The Food and Drug Administration (FDA) approved Kanjinti (trastuzumab-anns), a biosimilar to the US-licensed Herceptin (trastuzumab). This marks the fifth approval by the FDA for a Herceptin biosimilar.
Herceptin is indicated for the treatment of human epidermal growth factor receptor 2 (HER2) overexpressing breast cancer and HER2 overexpressing metastatic gastric or gastroesophageal junction adenocarcinoma.
The FDA based its approval on new safety data from double-blind, multicenter phase 3 LILAC study that demonstrated that the biosimilar had comparable cardiac safety to the reference product.
In the study, 725 patients with HER2-positive early breast cancer were randomized to receive the biosimilar or the reference Herceptin After four cycles of chemotherapy, patients received a neoadjuvant course of their assigned therapy along with paclitaxel for four cycles. The efficacy analysis was conducted from tissue collected at surgery.
The study’s primary endpoints were risk differences and risk ratio of pathologic complete response in breast tissue and axillary lymph nodes by local laboratory and central pathology evaluation.

----------

EXERCISES =>
#1 Answer these questions from the Kanjinti article:
(a) How many patients were randomized in the LILAC study?
(b) Which FDA approval for a Herceptin biosimilar does Kanjinti mark?
(c) What drug did patients receive along with their assigned therapy in the neoadjuvant course?
#2 Write the next part of the Kanjinti article, picking up after its last sentence.
The items that come next are not needed for any of this work.

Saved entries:

----------

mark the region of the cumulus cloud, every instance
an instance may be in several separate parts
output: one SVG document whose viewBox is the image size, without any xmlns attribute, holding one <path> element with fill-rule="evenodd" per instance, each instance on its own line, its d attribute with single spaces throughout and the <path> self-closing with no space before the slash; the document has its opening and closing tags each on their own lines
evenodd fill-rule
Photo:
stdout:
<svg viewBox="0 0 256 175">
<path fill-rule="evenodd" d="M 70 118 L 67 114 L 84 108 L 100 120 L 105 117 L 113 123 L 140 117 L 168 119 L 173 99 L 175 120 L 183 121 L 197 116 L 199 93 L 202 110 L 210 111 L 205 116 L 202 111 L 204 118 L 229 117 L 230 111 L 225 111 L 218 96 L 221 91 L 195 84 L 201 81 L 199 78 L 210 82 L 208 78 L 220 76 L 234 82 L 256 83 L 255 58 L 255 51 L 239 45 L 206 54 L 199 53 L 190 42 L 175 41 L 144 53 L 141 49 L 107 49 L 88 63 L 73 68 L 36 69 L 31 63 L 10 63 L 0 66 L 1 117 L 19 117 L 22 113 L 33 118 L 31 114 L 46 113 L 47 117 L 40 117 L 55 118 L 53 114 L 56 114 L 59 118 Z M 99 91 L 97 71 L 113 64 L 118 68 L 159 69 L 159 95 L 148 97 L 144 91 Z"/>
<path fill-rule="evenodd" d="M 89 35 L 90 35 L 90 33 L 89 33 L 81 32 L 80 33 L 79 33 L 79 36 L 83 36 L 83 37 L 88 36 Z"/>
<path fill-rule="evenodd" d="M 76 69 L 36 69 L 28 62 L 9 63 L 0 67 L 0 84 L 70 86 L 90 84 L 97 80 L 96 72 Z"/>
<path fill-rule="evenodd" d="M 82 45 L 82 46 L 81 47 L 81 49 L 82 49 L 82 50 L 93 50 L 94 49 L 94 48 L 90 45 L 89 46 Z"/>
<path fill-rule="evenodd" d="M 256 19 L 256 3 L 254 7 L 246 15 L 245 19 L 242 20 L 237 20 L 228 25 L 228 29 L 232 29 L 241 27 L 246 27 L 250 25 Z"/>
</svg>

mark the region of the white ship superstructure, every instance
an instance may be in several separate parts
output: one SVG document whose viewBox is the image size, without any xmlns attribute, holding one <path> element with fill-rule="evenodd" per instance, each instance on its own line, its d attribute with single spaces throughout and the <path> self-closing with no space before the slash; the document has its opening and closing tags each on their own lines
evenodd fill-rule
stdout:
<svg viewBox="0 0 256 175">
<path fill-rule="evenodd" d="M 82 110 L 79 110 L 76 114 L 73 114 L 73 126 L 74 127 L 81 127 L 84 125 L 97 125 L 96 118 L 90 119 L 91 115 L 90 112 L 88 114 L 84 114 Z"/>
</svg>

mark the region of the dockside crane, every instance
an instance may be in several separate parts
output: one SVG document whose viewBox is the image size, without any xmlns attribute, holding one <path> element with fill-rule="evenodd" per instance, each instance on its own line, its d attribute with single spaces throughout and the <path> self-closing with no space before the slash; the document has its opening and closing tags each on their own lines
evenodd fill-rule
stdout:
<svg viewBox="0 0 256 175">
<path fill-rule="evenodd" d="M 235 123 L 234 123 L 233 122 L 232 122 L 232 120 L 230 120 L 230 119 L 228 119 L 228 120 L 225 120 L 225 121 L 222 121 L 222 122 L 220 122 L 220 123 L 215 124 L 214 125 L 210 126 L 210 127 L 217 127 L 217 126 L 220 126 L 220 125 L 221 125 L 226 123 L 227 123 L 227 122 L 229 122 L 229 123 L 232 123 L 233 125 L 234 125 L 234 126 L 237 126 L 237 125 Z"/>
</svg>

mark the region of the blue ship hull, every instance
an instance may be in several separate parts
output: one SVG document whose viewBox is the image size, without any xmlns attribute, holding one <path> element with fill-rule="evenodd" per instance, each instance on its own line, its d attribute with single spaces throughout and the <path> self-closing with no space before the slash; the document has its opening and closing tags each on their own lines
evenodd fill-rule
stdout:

----------

RESPONSES TO THE TASKS =>
#1
(a) 725
(b) The fifth
(c) Paclitaxel

#2
By local review, the primary pathologic complete response endpoint was achieved in 48.0% of those randomized to Kanjinti versus 40.5% of those randomized to reference Herceptin. The advantage for the biosimilar exceeded the prespecified 13.0% margin for bioequivalence by risk differences. However, the prespecified margins were not exceeded in the central review.
A biosimilar is a biological product that is demonstrated to be highly similar to an already-approved biological product, and that has no clinically meaningful differences in terms of safety, purity and potency from the reference product.
The approval also marks the 20th biosimilar approved by the FDA.